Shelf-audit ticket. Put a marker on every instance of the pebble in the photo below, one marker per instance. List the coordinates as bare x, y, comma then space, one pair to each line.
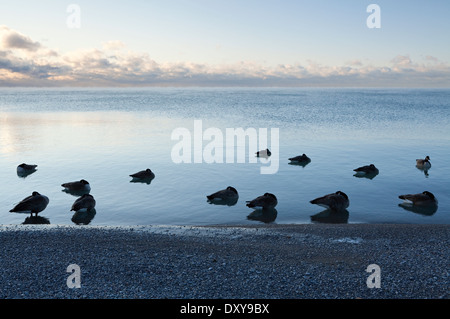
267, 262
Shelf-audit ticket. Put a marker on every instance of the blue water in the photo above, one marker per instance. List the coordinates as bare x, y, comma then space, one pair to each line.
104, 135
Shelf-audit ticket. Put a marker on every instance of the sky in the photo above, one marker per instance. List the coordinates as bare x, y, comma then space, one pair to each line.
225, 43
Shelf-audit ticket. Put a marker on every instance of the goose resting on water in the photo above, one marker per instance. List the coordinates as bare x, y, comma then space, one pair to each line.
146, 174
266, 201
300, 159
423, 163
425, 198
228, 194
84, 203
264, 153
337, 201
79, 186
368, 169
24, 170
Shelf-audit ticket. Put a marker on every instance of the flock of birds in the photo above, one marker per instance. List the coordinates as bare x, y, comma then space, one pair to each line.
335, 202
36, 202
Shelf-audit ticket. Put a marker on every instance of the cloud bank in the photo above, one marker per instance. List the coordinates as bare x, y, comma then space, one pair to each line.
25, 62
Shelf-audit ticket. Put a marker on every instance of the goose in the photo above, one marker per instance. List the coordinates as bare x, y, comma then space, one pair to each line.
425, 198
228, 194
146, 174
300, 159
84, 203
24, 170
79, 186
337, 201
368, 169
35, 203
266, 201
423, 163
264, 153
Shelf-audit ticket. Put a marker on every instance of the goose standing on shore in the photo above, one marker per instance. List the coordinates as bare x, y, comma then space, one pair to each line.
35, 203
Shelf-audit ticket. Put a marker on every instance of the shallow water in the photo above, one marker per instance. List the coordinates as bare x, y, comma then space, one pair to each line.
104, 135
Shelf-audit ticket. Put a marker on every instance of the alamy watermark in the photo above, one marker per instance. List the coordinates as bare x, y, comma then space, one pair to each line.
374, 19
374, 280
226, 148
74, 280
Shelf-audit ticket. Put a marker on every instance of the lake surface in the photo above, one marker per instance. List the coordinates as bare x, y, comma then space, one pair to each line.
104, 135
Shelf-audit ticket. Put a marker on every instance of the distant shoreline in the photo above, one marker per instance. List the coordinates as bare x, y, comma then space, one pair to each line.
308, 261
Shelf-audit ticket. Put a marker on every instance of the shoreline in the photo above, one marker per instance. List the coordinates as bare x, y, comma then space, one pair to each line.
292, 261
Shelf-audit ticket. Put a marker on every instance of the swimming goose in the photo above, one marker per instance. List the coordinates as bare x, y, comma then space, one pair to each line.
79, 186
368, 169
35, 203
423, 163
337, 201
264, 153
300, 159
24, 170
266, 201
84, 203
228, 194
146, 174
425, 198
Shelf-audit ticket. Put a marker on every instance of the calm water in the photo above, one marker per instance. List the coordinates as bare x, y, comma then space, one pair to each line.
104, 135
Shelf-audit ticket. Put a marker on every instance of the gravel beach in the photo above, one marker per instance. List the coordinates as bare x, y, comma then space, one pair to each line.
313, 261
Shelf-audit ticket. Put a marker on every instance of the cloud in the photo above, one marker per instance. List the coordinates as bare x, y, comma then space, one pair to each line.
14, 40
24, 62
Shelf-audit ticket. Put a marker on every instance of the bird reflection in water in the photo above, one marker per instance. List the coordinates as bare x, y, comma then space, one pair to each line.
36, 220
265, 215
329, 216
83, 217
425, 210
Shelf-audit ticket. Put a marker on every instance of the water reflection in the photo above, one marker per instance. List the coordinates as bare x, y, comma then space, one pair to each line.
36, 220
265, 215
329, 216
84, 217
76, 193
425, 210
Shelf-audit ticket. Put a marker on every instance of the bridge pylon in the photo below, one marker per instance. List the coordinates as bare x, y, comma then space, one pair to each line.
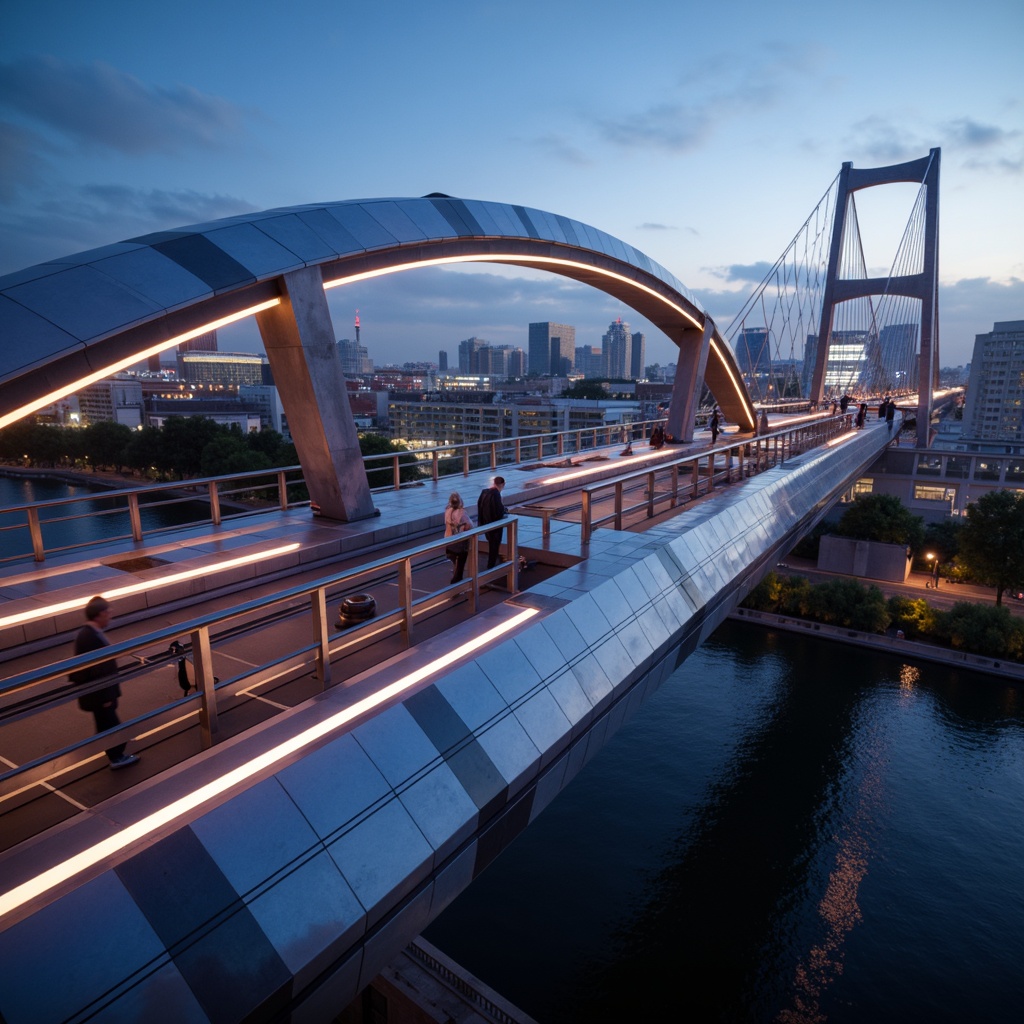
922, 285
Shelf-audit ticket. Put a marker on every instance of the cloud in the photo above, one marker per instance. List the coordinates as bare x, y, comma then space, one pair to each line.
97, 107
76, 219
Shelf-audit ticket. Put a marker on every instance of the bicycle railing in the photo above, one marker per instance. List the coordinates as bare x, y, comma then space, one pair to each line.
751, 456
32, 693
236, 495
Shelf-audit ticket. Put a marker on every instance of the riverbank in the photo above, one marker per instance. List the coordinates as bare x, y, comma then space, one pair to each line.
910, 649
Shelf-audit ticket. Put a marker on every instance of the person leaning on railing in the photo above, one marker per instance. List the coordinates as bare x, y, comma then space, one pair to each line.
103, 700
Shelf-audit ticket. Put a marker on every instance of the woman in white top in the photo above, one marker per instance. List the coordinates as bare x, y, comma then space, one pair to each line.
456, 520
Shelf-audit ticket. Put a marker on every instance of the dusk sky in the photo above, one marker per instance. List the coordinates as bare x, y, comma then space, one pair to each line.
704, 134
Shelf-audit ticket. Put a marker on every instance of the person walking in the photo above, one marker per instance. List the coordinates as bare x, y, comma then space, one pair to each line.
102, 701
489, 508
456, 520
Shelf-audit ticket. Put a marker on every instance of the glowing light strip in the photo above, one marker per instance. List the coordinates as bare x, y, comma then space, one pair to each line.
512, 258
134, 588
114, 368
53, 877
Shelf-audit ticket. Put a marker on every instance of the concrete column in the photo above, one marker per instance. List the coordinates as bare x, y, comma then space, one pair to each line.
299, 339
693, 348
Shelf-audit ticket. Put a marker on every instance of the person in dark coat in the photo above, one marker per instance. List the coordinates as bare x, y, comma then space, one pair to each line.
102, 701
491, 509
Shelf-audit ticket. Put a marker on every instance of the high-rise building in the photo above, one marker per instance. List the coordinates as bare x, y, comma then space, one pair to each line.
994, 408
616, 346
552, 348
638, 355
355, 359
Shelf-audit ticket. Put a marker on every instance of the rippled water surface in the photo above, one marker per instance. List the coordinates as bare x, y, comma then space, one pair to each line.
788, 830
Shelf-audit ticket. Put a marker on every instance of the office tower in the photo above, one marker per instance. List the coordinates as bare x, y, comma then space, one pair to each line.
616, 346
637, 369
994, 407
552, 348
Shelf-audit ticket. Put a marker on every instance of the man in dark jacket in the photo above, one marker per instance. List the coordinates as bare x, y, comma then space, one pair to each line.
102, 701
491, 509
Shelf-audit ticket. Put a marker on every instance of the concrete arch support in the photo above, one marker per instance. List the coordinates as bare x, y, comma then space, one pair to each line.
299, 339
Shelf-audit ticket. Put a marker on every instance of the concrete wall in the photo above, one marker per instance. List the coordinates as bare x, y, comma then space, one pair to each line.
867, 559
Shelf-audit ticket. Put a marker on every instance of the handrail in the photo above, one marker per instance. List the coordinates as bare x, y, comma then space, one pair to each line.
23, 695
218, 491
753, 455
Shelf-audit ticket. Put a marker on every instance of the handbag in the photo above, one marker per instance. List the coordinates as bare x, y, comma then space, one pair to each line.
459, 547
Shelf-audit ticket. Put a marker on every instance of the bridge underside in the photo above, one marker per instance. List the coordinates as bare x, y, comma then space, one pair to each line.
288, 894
········
# [WHAT YOU HAVE TO DO]
Set down all entries above again, exactly, without images.

# [WRITTEN RESPONSE]
Shelf-audit ticket. Put a marker on every instance of the pebble in the photo below, one marker per instance. List the coordinates as bare x, y, comma then space, one pair to each line.
267, 262
Shelf-audit ticket. Put a marker on every instance of the blue water in the photo above, one marker per instance. List the coordinates as bare x, y, comma then space, one pair to each line.
104, 135
Shelf-audit ticket. Put a marker on every instance of the sky in the photo above, one marker per instance. List the coordinates as bare x, y, comma then space, one pair to each line.
225, 43
Shelf-audit ticket. Put a marker on every instance of the goose resting on water in the photo above, one marker per instance. List the coordinates as bare x, y, comma then space, one pair to each line.
146, 174
266, 201
300, 159
423, 163
425, 198
228, 194
84, 203
264, 153
337, 201
79, 186
368, 169
24, 170
Shelf-audit ticket. Put a marker on every instance of the flock of birds in the photo above, one marker per instance. List the coordinates as bare x, y, comma then space, one pair to each line.
335, 202
36, 202
Shelf-audit ticket. Put a marker on every instance of the cloud bank in the photo above, one marker per instance. List the coordinates as bare x, y, comma then space, one pair to each line.
25, 62
Shelf-audit ticket. Put a marker on every instance of the goose in the photo above, one marker per instance. List the coordinates as bare x, y, comma then space, one pair to each line.
425, 198
228, 194
146, 174
300, 159
84, 203
24, 170
79, 186
337, 201
368, 169
35, 203
266, 201
423, 163
264, 153
Shelf-audit ticket. Put a marker on every instance of the goose standing on shore in the photo above, one marker per instance. List the coordinates as bare x, y, comma then space, one pair to each line.
35, 203
Shelf-audit ticket. Put a marker on every instance of the shallow water in the photo above, one marker per instance. List the coordinates as bare x, y, comma then space, one pair to each line.
104, 135
Shelf-audit ticket. Put a marker on every instance of the alamy watermark in the photo above, one marker per instance. List the coordinates as bare x, y, comma then space, one pair to each line.
374, 19
374, 280
226, 148
74, 280
Shelf-audit ticket. Put a marker on every instance of the lake surface in the photo above, one marker per instance. List the coordinates as bare x, y, comma then space, one pair to each line.
104, 135
Shelf-audit ticket. Put a marker on every instance of the distant shoreline in the photo above, one marker per instance. List the coordinates as bare x, y, comma then space, one pair to each line.
308, 261
Shelf-audit ticket. Put a marker on every instance of the shoreline in the photo above, one marker per instance. List the coordinates as bare x, y, comma then space, one pair to each line.
292, 261
Shelf-audit ticket. Put a marker on every instance of the swimming goose in the photo above, one marker per instance. List the coordinates as bare x, y, comma then space, one pair to each line.
79, 186
368, 169
35, 203
423, 163
337, 201
264, 153
300, 159
24, 170
266, 201
84, 203
228, 194
146, 174
425, 198
Shelf-audit ticket. Put a marker on every instance of the calm water in the photo above, one marker per instance. List the coordinates as bare x, y, comma then space, one pair to each line.
104, 135
Shelf-audit ticket. Put a marker on every instance of the gravel beach in the photo above, one marker per instance. List the coordinates as bare x, y, comma then space, one pair to each line.
313, 261
Shelf-audit ticket. Put a marker on every instance of the cloud in the photo above, one marker per instance. List the coordinates as bare x, y, comma then space, one pair to each line.
14, 40
24, 62
Shelf-audit ticket. Put a marker on every instance of the bird reflection in water in the photo above, one marker per instance. List the coordinates as bare x, y, comma then space, one pair to each line.
36, 220
265, 215
329, 216
83, 217
425, 210
Shelf-audit ticket. Put a marker on every instance of the water reflection in the photo above, one marker per instance. List the coordinates as bare x, y, comma then space, one pair to each line.
36, 220
265, 215
329, 216
84, 217
76, 193
425, 210
Shelf-audit ticket. Put a marker on every instance of the bridge pylon in the photo below, one marker per instance. List the coordinates as bare x, y, comma then space, one pair to each line.
922, 285
Shelf-audit ticket. Put a marker on every instance of the cloud in the photo above, one marker per instance. List the coordinates as bare x, y, comma then space, one pair to each line.
97, 107
76, 219
Shelf-audit ticket. Put a marker on every instance of the bicycle railing in the photo above, one marker per instance. List the coordinates as bare x, y, comma then space, one pair to each line.
751, 456
32, 693
236, 495
Shelf-audit ticket. Put a marker on every instance of the riverbank in the photo above, one marker per instance. List the coordinates as bare x, y, comma then space, one pair to each line.
910, 649
Shelf-audit ticket. Put a marker on every instance of the person leaning on railing in the photo above, one marker per instance. List the coordinates as bare x, y, comma then space, one pair to each line.
103, 700
Shelf-audit ticket. Put a marker on every instance of the woman in white top in the photo above, one marker per instance. List the coordinates as bare x, y, comma then space, one pair to each line.
456, 520
Shelf-audit ticket. Put a marker on every instance of the dusk sky in the photo above, one marker per instance. List the coordinates as bare x, y, comma then space, one pair to each line.
704, 134
Shelf-audit ticket. Put a marker on every instance of the person walking in the photo above, one marker per instance. List the coordinates as bare x, y, comma then space, one pair to each line.
102, 701
489, 508
456, 520
Shelf-audit ticket. Put a marker on every instance of the glowing light strip in the photo above, one marker per instance. List the coordinates as bare x, y, comma then space, one pair to each line.
512, 258
134, 588
114, 368
53, 877
Shelf-audit ticket. Put a marker on every instance of the concrete column in the photo above, one marker per instance. List the coordinates as bare x, y, comma then space, one pair to each line.
299, 339
693, 348
Shelf-audit ticket. Put a marker on every instance of the person in dark coat in the photo above, one marker per instance. List the coordinates as bare x, y, comma then space, one pair to each line.
102, 701
491, 509
Shelf-audit ticket. Put a marker on every instance of the high-rise building in the photo above, one marker per instance. List the coordinates as bare x, y, comma then space, one pair to each line.
994, 408
616, 346
552, 348
638, 355
355, 359
Shelf-audit ticket. Put a marker on every instance of the rippled water surface in the photo above, one marker per instance. List the coordinates as bare x, y, comma then space, one pair to each line.
788, 830
Shelf-audit ticket. Put a marker on every instance of the office tower in the photo above, one marker per instance. List the coordinates as bare x, y, comma then space, one pair to each line.
616, 346
637, 369
994, 407
552, 348
Shelf-audit ticket. Put a marker on every instance of the man in dark jacket in the photo above, one marker per instance. List the coordinates as bare x, y, comma then space, one pair to each line.
102, 701
491, 509
Shelf-audit ticket. Put a marker on every instance of the concrete arch support in the photo above, one marker per instance. List the coordinates as bare x, y, comma then space, one pair to each line.
299, 339
Shelf-audit ticket. Put a marker on every instance of the concrete wall in the photo above, one marker per instance. List the coordinates as bare x, y, comma then space, one pair to each line.
867, 559
Shelf-audit ticket. Put a marker on every instance of the handrail in the photo above, one marker per instance. List the coordinates as bare x, y, comma then space, one pair to each line.
23, 695
218, 491
753, 455
Shelf-audit ticket. Put a marker on every instance of the handbag in the photo above, one marker per instance. List the coordinates as bare x, y, comma then space, one pair to each line.
459, 547
Shelf-audit ticket. Put a marker on every instance of the bridge underside in the photo above, one marker per instance. List the coordinates as bare x, y, comma then space, one pair to each line.
288, 894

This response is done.